• **TEXT**:
++++++++++++++++++++
Figure 11e shows the erosion and then deposition across a ridgeline. However, in most mountain regions, this deposited snow will avalanche to a lower elevation. Given there is no avalanche model in this code and no avalanche literature is cited, these results are not compelling. Perhaps this is a ridgeline that doesn’t have avalanches. But this needs to be noted if true.
In conclusion, I like that the authors are describing making the code HPC-aware by using CAF with a simple halo exchange. I think there is value in showing the community that “legacy” models can be updated and that it is “not that hard.” Such messaging has the potential to help normalize HPC-aware code development. However, the scaling results seem to show significant limitations in the scaling and the better CONUS scaling is almost certainly due to not simulating snow (in places erroneously). As a result I feel that the authors have over-stated their results that the model has strong-scaling and scales efficiently. I am also concerned that the model is not producing reasonable SWE.
Specific comments follow:
L9 100’s -> 100s (not possessive)
L21 1800 cores contradicts 2304 listed above?
L34 meters -> write out the order of magnitude. Just meters could be 1000s!
L51 “can be” is a bit hedgy. I think this would be stronger to state what aspects of snowmodel result in it being computationally expensive — physically based, 2 layer snow model with energy balance with lateral transport.
++++++++++++++++++++
• **ENTRIES SUPPLIED**:
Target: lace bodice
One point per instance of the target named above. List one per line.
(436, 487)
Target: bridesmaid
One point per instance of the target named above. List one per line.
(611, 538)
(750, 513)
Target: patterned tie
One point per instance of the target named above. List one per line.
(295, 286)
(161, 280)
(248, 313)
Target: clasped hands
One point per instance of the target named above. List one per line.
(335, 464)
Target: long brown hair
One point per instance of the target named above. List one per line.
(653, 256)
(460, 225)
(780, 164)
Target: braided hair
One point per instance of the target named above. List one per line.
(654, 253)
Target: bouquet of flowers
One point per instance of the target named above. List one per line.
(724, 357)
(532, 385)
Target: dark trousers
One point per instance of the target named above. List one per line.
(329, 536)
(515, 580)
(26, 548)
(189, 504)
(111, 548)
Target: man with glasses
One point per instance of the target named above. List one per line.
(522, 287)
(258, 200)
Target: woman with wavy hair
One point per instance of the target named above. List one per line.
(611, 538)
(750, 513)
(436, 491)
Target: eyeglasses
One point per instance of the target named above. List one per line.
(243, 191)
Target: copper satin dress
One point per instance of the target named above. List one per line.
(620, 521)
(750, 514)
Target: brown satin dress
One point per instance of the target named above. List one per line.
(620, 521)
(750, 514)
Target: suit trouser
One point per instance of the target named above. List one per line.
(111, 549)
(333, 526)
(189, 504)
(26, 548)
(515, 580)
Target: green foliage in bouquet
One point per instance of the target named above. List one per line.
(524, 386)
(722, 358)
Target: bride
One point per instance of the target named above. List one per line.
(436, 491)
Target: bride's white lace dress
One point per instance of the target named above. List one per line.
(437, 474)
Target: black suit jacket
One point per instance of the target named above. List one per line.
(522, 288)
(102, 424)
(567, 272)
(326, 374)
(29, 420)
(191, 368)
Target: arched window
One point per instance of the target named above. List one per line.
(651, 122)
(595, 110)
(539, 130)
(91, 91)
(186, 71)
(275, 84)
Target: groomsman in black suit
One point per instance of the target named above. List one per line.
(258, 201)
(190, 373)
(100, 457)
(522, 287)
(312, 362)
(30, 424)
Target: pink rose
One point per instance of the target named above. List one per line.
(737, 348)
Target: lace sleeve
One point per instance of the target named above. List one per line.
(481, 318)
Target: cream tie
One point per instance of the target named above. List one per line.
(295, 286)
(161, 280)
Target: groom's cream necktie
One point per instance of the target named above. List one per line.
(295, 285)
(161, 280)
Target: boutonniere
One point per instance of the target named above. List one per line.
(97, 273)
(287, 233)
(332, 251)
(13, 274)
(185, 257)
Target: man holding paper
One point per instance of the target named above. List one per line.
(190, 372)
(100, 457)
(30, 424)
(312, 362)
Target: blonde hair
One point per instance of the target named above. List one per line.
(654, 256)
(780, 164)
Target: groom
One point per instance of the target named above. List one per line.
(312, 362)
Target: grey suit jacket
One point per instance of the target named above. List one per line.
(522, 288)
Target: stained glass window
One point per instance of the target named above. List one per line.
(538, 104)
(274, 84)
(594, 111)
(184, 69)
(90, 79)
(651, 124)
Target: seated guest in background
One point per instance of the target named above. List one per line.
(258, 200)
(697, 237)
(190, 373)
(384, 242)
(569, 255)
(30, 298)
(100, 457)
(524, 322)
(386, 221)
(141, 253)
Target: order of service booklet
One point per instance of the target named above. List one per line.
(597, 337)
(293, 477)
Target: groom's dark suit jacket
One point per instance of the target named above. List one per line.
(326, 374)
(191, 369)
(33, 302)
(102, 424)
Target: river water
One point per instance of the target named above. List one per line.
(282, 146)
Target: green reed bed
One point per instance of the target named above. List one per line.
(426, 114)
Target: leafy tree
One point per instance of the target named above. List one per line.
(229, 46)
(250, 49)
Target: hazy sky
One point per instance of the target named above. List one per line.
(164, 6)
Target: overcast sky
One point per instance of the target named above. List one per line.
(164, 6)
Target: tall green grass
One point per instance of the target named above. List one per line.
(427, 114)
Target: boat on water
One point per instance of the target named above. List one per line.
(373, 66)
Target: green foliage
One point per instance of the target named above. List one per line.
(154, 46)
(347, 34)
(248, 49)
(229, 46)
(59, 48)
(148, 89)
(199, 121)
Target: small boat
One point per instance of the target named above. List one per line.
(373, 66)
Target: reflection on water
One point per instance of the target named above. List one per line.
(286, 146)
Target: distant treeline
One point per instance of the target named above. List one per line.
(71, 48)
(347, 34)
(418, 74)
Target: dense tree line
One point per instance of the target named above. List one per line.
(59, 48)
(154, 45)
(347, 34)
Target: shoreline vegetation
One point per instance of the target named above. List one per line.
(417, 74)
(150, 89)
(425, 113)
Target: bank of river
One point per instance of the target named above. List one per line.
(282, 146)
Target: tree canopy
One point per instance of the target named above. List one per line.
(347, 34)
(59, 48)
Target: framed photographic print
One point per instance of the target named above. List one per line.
++++++++++++++++++++
• **DIRECTIONS**:
Reproduce the review of the snow model code above in full, word for word.

• **EXERCISE RESPONSE**:
Figure 11e shows the erosion and then deposition across a ridgeline. However, in most mountain regions, this deposited snow will avalanche to a lower elevation. Given there is no avalanche model in this code and no avalanche literature is cited, these results are not compelling. Perhaps this is a ridgeline that doesn’t have avalanches. But this needs to be noted if true.
In conclusion, I like that the authors are describing making the code HPC-aware by using CAF with a simple halo exchange. I think there is value in showing the community that “legacy” models can be updated and that it is “not that hard.” Such messaging has the potential to help normalize HPC-aware code development. However, the scaling results seem to show significant limitations in the scaling and the better CONUS scaling is almost certainly due to not simulating snow (in places erroneously). As a result I feel that the authors have over-stated their results that the model has strong-scaling and scales efficiently. I am also concerned that the model is not producing reasonable SWE.
Specific comments follow:
L9 100’s -> 100s (not possessive)
L21 1800 cores contradicts 2304 listed above?
L34 meters -> write out the order of magnitude. Just meters could be 1000s!
L51 “can be” is a bit hedgy. I think this would be stronger to state what aspects of snowmodel result in it being computationally expensive — physically based, 2 layer snow model with energy balance with lateral transport.